Poco a poco fui descubriendo sin embargo que en tal o cual lugar algunos días de la semana podían encontrarse músicos que ponían el alma en lo que hacían, contagiando el placer que les daba tocar y transmitiendo todo eso que pude haber vivido, aunque fuere de otra manera, en mis experiencias iniciales de taberna. Esa plenitud, esa alegría, esa emoción, esa exaltación, esa mística que no puedo adjudicar solamente a un gusto personal mío, sino a algo del orden de lo que Gurdjieff llamaba “el arte objetivo”.
Pude encontrar apenas tres o cuatro de estos lugares, no más, pero fueron un tesoro. Quedaban en mis calles favoritas de Atenas, en el centro histórico: Ermú, Adrianú y Mnisikléus. En una de ellas los músicos eran casi siempre distintos, nueve de cada diez casos, excelentes, y encima tocaban sin micrófono, lo que le daba un aura más especial todavía. Pocos parroquianos en un lugar maravillosamente desangelado, céntrico, en plena calle y con cero estrategias de seducción al turista, con artistas especializados en la rembétika, esa música que tiene un dejo de otro mundo, incluso oriental, y no sólo con guitarra y buzuki, esa especie de mandolina típica de la música griega, sino también con algún otro instrumento folclórico.
--
Objetivos:
**1.** Copia del texto sobre los músicos de Atenas todo lo que va desde "Pude encontrar apenas" hasta "otro instrumento folclórico.".
**2.** Resume en una lista el párrafo del texto sobre los músicos de Atenas que empieza con "Pude encontrar apenas tres o cuatro", sin dejar fuera los datos principales.
**3.** Sigue escribiendo el texto sobre los músicos de Atenas a partir de su última oración.
--
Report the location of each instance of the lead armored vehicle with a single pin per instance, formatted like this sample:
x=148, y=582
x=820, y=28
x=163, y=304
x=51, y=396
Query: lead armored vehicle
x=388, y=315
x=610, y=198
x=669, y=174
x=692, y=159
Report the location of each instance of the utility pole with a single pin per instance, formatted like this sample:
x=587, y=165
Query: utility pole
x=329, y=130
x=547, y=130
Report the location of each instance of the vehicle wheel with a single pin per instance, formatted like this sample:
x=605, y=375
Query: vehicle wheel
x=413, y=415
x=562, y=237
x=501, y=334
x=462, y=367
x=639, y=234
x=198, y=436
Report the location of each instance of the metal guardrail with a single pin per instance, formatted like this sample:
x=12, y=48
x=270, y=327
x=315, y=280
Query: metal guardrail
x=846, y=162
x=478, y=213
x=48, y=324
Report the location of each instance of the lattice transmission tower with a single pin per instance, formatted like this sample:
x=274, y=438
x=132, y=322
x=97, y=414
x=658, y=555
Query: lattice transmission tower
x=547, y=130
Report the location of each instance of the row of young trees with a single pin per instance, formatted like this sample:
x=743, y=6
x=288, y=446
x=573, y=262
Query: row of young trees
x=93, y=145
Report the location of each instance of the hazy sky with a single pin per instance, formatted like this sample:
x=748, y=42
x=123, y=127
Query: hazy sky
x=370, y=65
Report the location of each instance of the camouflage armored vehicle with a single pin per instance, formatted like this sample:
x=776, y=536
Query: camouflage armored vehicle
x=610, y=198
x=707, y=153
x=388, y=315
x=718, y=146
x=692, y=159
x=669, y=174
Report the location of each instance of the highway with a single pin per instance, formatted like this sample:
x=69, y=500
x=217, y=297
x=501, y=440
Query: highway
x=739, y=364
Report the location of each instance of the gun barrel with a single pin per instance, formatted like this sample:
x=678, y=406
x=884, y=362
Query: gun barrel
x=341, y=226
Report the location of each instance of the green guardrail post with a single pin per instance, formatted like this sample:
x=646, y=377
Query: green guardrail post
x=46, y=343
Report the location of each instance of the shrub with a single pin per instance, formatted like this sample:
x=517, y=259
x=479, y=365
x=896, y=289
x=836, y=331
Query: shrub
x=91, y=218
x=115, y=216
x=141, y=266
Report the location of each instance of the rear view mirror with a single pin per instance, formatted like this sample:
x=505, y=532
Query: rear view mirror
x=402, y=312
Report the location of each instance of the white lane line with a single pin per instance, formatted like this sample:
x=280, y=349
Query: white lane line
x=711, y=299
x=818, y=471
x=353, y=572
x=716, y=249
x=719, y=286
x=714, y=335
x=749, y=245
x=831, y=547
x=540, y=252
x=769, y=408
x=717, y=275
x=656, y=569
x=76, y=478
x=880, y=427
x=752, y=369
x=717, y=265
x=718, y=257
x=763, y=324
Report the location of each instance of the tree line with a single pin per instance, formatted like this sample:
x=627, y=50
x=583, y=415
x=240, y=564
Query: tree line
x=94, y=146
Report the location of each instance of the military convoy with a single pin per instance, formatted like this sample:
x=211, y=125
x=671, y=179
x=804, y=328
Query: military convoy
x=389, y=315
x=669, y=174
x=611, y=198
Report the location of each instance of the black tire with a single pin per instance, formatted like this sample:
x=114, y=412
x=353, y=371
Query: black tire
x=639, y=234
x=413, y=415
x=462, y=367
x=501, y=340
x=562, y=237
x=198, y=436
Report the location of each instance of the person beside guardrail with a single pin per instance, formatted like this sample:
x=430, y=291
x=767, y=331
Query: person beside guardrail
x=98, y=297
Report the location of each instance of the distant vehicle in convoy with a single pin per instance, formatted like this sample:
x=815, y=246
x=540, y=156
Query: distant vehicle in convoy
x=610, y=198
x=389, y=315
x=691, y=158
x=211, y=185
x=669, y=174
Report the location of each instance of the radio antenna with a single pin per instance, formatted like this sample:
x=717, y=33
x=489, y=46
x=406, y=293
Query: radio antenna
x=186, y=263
--
Respuestas:
**1.**
Pude encontrar apenas tres o cuatro de estos lugares, no más, pero fueron un tesoro. Quedaban en mis calles favoritas de Atenas, en el centro histórico: Ermú, Adrianú y Mnisikléus. En una de ellas los músicos eran casi siempre distintos, nueve de cada diez casos, excelentes, y encima tocaban sin micrófono, lo que le daba un aura más especial todavía. Pocos parroquianos en un lugar maravillosamente desangelado, céntrico, en plena calle y con cero estrategias de seducción al turista, con artistas especializados en la rembétika, esa música que tiene un dejo de otro mundo, incluso oriental, y no sólo con guitarra y buzuki, esa especie de mandolina típica de la música griega, sino también con algún otro instrumento folclórico.

**2.**
- Solo encontré tres o cuatro lugares así, pero fueron un tesoro.
- Estaban en el centro histórico de Atenas, en las calles Ermú, Adrianú y Mnisikléus.
- En uno de ellos los músicos cambiaban casi siempre, eran excelentes en nueve de cada diez casos y tocaban sin micrófono.
- Ese lugar tenía pocos parroquianos, era desangelado, céntrico y en plena calle, y no hacía nada para atraer turistas.
- Los artistas tocaban rembétika, una música con un aire de otro mundo, incluso oriental, con guitarra, buzuki (una especie de mandolina griega) y algún otro instrumento folclórico.

**3.**
La música griega, aunque refiere en sus letras a ese dolor tanguero y quejoso, en general tiene esa alegría, esa vitalidad, esa luminosidad que es como un canto a la vida, pero hay que recordar que ellos también son los inventores de la tragedia. De hecho, tragudi, que en griego moderno es canción, tiene la misma base de tragedia, porque la tragedia se cantaba: declamada pero también con música. El antiguo ritual del dios del vino Dionisio con el chivo expiatorio, el tragos, que es la base del teatro y de la liturgia cristiana, tiene un pathos típicamente mediterráneo que en estos espacios se hace más que presente.
En lugares como éstos pasé literalmente casi todas mis noches de estos últimos largos viajes en Atenas, y como una parte de mi disfrute también es compartirlo, por eso este escrito. También lo hago casi semanalmente en mi programa de radio, del cual pueden escucharse los hasta ahora 200 programas en este link de aquí: LINK, donde a veces dediqué un programa entero a Grecia e inclusive ESTE a la taberna, emitido, como otros, desde Atenas. Y para quien guste meterse un poco más en esta música más allá de los comentarios del programa, comparto aquí un link de descarga de más de 150 temas en mp3 que fui juntando con los años e incluyen desde luego a la mayoría de mi favoritos: MUSICA GRIEGA.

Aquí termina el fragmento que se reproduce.